Exercise description
Gather each line in the items below that contains the word "police", and copy every such line in full.

Task data
--- Begin ---

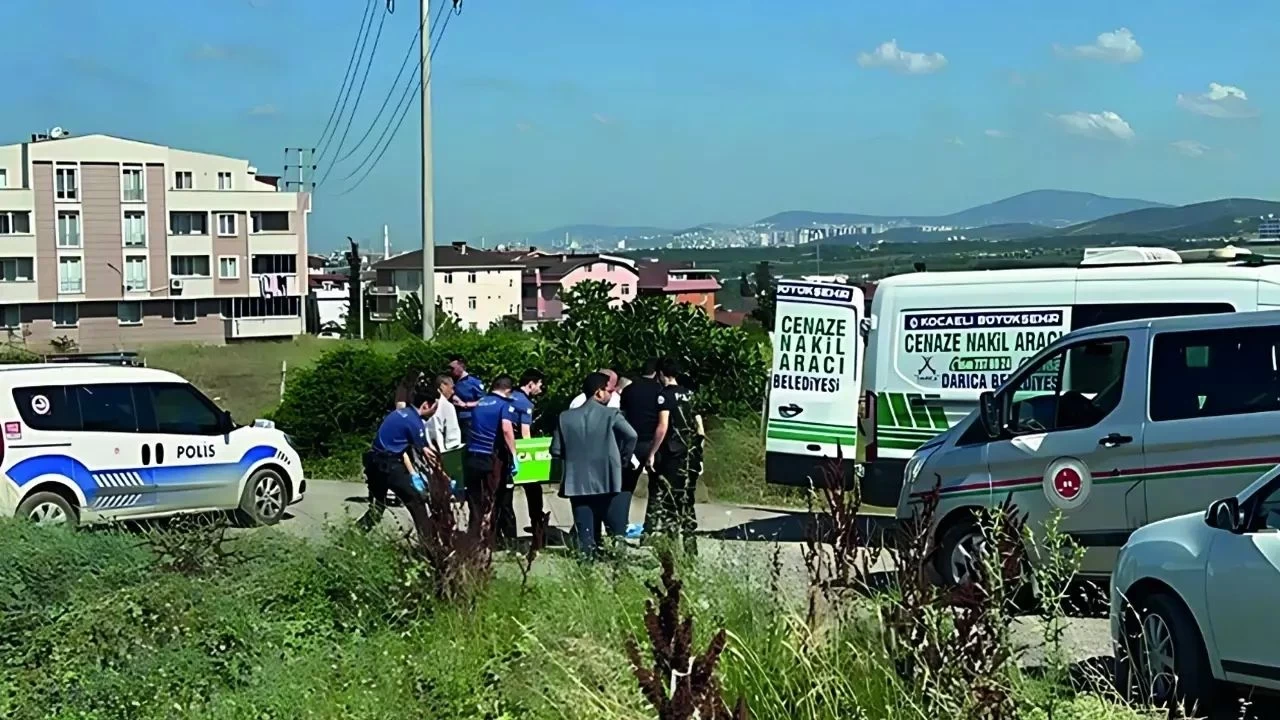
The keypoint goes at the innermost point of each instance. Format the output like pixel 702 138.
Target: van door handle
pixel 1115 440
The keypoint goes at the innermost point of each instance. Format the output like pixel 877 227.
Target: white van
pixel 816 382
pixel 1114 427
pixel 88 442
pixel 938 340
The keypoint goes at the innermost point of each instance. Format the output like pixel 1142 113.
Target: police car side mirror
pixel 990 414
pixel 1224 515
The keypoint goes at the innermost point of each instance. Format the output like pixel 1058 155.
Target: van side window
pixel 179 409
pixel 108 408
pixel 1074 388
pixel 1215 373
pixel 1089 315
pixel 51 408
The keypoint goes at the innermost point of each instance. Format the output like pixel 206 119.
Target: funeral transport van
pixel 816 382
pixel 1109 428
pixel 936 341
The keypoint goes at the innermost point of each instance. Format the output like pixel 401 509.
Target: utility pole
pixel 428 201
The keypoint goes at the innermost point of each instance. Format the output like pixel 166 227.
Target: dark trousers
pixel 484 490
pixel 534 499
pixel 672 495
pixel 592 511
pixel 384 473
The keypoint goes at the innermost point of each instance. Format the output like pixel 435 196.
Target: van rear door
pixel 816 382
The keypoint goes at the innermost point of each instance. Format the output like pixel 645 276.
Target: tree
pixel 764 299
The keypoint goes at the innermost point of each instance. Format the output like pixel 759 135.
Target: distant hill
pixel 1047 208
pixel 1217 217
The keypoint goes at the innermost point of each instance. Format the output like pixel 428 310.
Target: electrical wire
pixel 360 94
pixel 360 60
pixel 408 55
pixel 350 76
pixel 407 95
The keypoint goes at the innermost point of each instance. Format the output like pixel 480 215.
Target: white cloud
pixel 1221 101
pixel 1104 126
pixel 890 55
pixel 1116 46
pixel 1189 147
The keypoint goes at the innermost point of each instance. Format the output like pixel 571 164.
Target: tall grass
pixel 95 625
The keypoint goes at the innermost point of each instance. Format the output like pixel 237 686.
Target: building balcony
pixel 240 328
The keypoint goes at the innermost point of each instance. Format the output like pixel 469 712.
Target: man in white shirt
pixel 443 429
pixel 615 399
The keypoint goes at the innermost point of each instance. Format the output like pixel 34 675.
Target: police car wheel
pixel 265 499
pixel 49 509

--- End ---
--- Begin ---

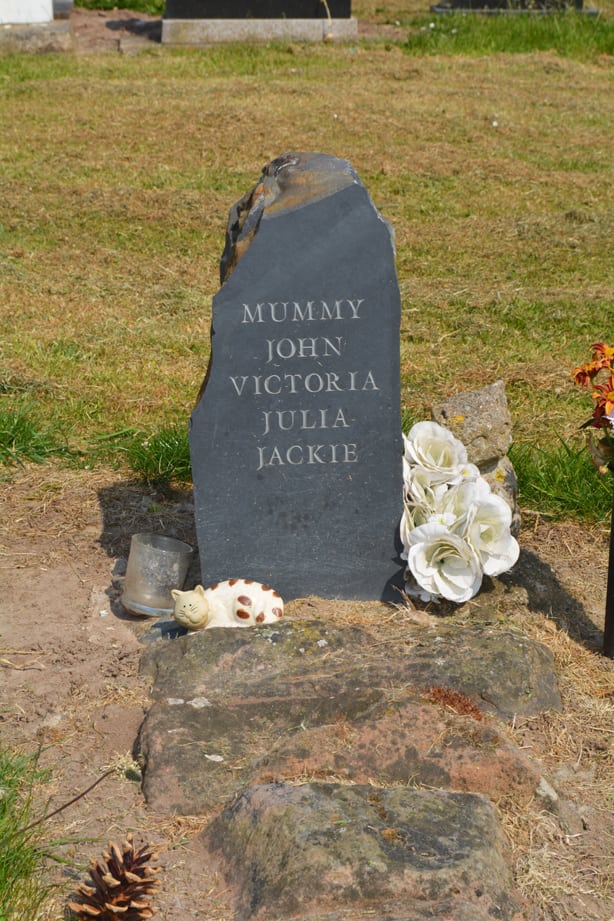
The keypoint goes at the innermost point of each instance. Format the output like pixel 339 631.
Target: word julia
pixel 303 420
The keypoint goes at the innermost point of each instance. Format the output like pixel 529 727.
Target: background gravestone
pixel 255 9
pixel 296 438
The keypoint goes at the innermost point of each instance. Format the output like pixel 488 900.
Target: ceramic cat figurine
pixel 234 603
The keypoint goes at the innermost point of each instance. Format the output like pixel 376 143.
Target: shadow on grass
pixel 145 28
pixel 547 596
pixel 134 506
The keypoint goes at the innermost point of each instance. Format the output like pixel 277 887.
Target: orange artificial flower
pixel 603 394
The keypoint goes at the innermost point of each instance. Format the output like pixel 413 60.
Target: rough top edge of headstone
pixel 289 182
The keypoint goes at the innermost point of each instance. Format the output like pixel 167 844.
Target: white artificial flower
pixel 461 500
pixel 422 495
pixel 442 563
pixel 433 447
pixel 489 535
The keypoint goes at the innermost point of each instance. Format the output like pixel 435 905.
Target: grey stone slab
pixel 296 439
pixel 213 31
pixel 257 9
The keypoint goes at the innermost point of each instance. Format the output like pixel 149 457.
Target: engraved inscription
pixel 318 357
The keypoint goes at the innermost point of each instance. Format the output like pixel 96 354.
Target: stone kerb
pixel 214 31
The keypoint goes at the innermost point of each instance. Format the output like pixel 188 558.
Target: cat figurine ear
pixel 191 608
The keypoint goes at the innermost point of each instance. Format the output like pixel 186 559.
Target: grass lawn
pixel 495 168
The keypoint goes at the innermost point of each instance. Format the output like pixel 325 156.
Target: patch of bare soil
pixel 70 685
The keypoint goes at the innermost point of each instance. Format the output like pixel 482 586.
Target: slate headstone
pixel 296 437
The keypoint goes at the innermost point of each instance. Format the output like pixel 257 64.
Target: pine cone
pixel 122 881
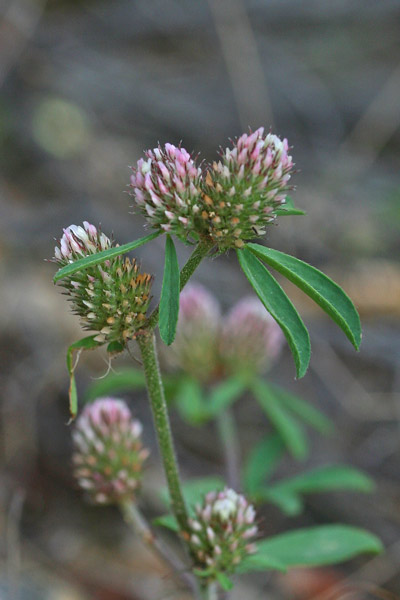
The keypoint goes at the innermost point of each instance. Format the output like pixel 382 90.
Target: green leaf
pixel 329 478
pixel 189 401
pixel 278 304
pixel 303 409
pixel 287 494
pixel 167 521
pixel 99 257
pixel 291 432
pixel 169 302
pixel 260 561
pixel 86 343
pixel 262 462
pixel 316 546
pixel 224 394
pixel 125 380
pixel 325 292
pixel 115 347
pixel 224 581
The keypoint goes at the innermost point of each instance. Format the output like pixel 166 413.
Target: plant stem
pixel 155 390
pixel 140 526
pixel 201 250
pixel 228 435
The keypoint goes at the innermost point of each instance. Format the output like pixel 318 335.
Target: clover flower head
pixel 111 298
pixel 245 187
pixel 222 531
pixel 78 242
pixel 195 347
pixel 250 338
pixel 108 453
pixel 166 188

--- End ---

Written solution
Target: police car side mirror
Target: police car wheel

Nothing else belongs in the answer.